### TUGAS DAN LATIHAN
a) Jawab pertanyaan berikut berdasarkan teks tentang kampanye Berguk:
(i) Siapa saja yang sependapat untuk mewajibkan Berguk kepada wanita di kalangan Alawiyyin?
(ii) Selain Solo, ke kota mana dakwah tersebut mulai merebak?
(iii) Dalam majalah apa ilustrasi Berguk dimuat?
b) Sebutkan semua nama kota yang tercantum dalam teks tentang kampanye Berguk.
c) Tulis bagian berikutnya dari teks tentang kampanye Berguk, dimulai setelah kalimat terakhir yang tercantum.

### TEKS YANG DIBERIKAN
########################################

Sebagai keturunan Rasulullah SAW, mereka merasa telah mengkhianati beliau.
Ahmad bin Abdullah Assegaf, Segaf Al Habsyi dan Abdul Kadir Al Jufri sependapat
untuk mewajibkan Berguk kepada wanita dikalangan Alawiyyin. Dakwah ini tidak
hanya di Solo, namun mulai merebak ke Surabaya dan menimbulkan pertentangan.
Namun akhirnya kampanye pemakaian ‘Berguk’ surut dengan sendirinya.
Ilustrasi ‘Berguk’ (burqa) di Majalah Aliran Baroe, “Mana Dia? Bergoeknya
Toean Bin
Yahya Masyhoer,” No. 21 (1940), p. 19. Sumber: Tantowi, Ali . The Quest of
Indonesian Muslim Identity Debates on Veiling from the 1920s to 1940s, Journal
of Indonesian Islam, The Circle of Islamic and Cultural Studies: Jakarta,
Volume 04, Number 01, June 2010.

########################################

### DAFTAR BUTIR
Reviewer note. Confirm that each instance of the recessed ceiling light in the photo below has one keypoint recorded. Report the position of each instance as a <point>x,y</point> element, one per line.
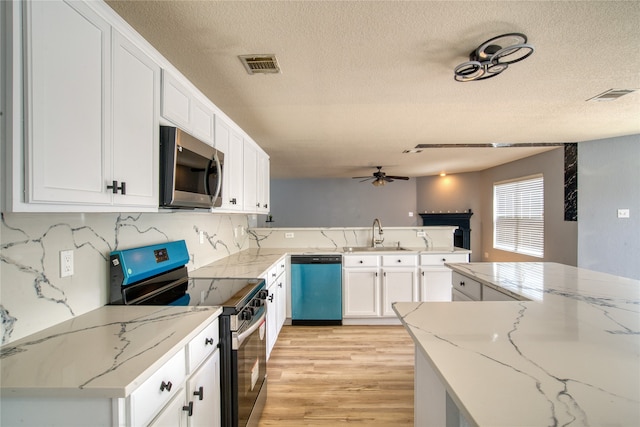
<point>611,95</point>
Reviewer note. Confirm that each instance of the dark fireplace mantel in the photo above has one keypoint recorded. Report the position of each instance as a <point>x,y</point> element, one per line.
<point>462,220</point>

########################################

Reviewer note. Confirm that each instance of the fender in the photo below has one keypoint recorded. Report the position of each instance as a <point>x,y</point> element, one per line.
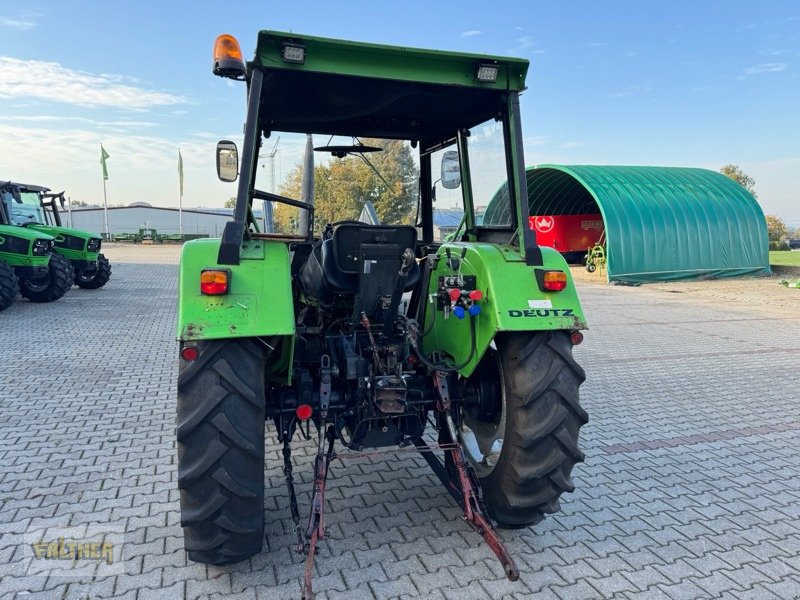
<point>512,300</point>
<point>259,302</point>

########################################

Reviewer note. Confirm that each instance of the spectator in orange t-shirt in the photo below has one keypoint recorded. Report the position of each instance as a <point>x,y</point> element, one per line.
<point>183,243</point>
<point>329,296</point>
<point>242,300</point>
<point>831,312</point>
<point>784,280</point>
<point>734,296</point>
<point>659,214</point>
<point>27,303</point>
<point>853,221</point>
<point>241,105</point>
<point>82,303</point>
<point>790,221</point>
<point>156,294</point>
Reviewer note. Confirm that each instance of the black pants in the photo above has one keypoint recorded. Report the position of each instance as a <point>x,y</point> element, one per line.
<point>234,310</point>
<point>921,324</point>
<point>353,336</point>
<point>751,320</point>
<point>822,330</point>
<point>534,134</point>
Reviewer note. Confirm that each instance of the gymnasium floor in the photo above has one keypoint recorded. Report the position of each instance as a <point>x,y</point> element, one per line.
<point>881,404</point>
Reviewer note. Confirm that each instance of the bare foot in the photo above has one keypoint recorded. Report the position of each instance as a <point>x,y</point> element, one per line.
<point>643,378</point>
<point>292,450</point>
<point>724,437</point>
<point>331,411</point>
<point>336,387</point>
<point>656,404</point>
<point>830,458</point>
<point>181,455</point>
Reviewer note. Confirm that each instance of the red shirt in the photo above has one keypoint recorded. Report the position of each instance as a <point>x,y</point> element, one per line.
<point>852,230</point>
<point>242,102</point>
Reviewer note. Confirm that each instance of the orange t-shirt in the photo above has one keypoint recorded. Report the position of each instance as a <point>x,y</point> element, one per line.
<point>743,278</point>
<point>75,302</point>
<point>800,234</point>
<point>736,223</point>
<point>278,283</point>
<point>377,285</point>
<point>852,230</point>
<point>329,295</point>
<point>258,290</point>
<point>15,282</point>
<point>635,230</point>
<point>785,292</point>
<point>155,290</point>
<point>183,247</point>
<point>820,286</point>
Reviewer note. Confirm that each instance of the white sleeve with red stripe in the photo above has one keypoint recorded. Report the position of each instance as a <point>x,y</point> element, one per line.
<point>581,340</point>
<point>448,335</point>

########################################

### JAWABAN LATIHAN
a)
(i) Ahmad bin Abdullah Assegaf, Segaf Al Habsyi, dan Abdul Kadir Al Jufri
(ii) Surabaya
(iii) Majalah Aliran Baroe

b) Solo, Surabaya, Jakarta

c)
Upaya memperjuangkan jilbab tak sedikit
mendapat pertentangan. Perang kata-kata melalui media massa mewarnai era
1930-40an. Majalah Aliran Baroe yang berafiliasi dengan Partai Arab Indonesia (PAI), tidak mendukung
kewajiban jilbab. Majalah ini berseteru dengan beberapa pihak. Sikap PAI yang
tidak mengurusi soal jilbab ini mendapat kritikan dari Siti Zoebaidah melalui
majalah Al Fatch. Lewat majalah milik Aisyiyah –organisasi perempuan yang menginduk pada Muhammadiyah- ini[20], Siti Zoebaidah menegaskan bahwa wajib bagi kaum muslimat memakai jilbab.[21] Kaum Aisyiyah memang dikenal selalu
memakai jilbab. Hal ini diungkap dalam Majalah Berita Tahunan Muhammadiyah
Hindia Timur 1927 bahwa, “Rambut kaum Aisyiyah selalu ditutup dan
tidak akan ditunjukkan, sebab termasuk aurat..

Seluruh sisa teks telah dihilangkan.